STATED EXERCISE 1 ▸ Count how many lines of the entries contain the word "kindly", treating uppercase and lowercase as different, and reply with only that number.

EXCERPTED PASSAGE ▸
The Otago Cricket Association marketing campaign, unveiled last week, aimed to promote next month's Black Caps-West Indies cricket test at Dunedin's University Oval.
However, association chief executive Ross Dykes was forced to apologise days later, after the wording of the slogan was criticised by the West Indies Players Association and Dunedin-based former Pakistani international cricketer and commentator Billy Ibadulla.
Mr Chin took the unusual step of making a statement on the promotion, and subsequent media storm, during yesterday's Dunedin City Council infrastructure services committee, expressing regret for any offence caused.
However, those involved had "completely underestimated the media's power to misinterpret our message by branding it 'racist'," he said.
In particular, TV3's use of a Ku Klux Klan image while introducing a news item on the story was "inflammatory", and a complaint to the Broadcasting Standards Authority was being considered by Otago Cricket, he said.

INPUT ROWS ▸
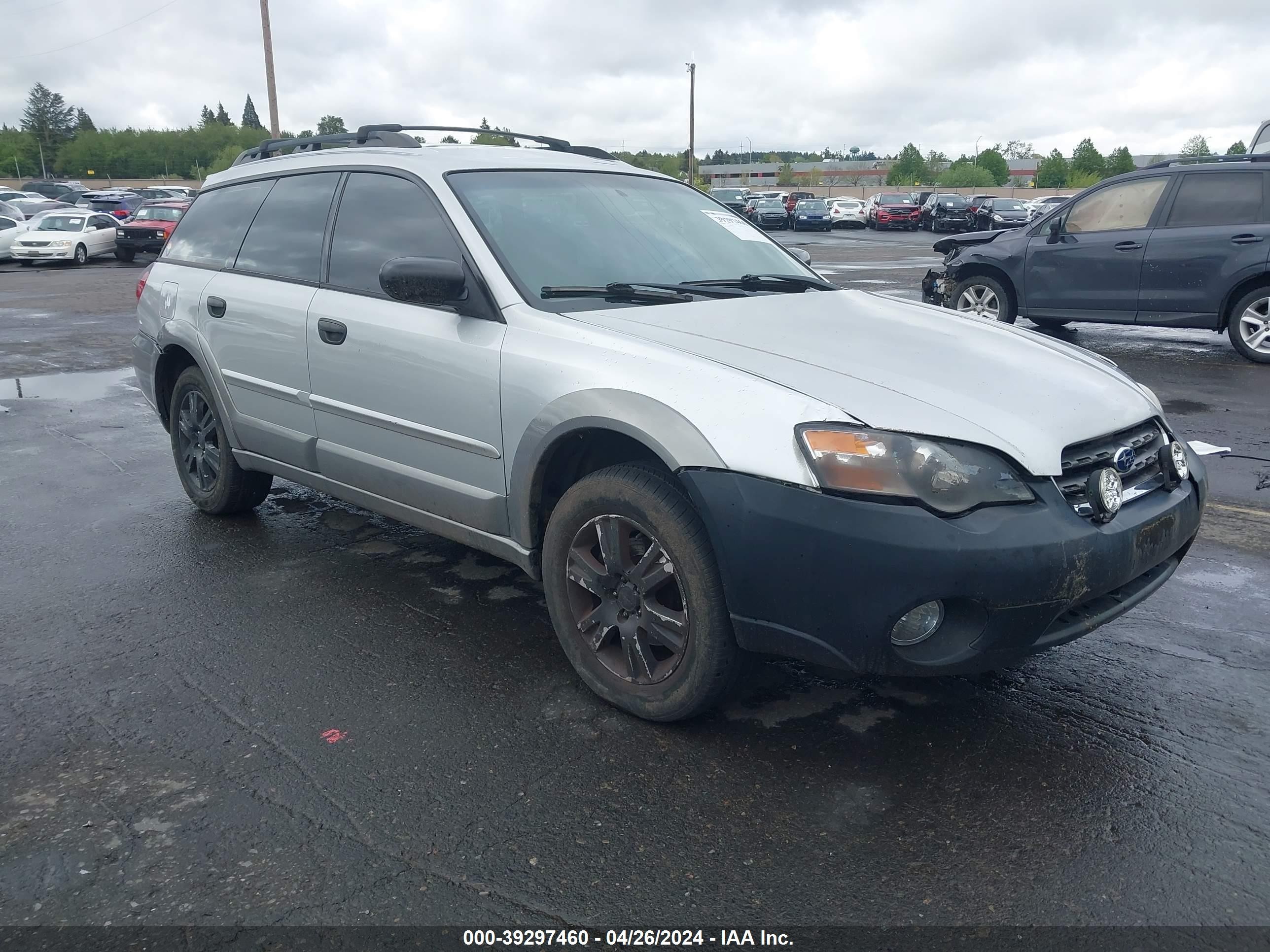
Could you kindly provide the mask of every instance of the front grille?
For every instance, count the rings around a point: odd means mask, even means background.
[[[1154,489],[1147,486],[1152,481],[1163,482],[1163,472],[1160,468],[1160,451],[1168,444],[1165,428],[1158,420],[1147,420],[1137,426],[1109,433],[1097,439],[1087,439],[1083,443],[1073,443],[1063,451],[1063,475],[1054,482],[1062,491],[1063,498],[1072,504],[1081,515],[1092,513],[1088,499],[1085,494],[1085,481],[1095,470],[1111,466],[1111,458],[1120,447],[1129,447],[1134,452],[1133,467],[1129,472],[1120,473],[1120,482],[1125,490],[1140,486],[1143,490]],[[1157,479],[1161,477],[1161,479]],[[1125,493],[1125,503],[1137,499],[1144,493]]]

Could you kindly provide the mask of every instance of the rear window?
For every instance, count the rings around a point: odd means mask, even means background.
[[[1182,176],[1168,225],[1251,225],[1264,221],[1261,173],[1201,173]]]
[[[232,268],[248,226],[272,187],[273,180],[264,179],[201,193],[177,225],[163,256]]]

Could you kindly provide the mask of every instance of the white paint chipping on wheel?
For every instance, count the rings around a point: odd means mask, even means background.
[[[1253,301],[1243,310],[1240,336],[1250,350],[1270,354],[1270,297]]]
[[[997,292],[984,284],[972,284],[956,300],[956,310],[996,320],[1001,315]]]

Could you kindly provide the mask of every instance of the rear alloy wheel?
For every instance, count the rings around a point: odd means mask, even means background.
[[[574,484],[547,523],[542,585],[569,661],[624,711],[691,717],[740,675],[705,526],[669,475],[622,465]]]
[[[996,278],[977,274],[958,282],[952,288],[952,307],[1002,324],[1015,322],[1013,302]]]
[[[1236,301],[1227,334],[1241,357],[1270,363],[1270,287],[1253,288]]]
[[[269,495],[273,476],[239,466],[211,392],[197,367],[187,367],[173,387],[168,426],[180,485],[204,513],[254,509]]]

STATED EXERCISE 2 ▸ Carry on the passage about the Otago Cricket test promotion, picking up right after its final sentence.

EXERCISE RESPONSE 1 ▸ 4

EXERCISE RESPONSE 2 ▸
"They have taken a meaning out of it which certainly we did not intend at all, they have highlighted it and they have highlighted it in a hugely offensive way which I think everyone takes offence at," he said.
A TV3 spokesman declined to comment when contacted yesterday afternoon.
The slogan was an Otago Cricket promotion conceived with input from the DCC, University of Otago, Tourism Dunedin and Dunedin-based media outlets, and aimed to mirror the successful "black-out" rugby promotion preceeding July's All Blacks-Springboks rugby test in Dunedin.
"With the benefit of hindsight, it was naive," Mr Chin said yesterday.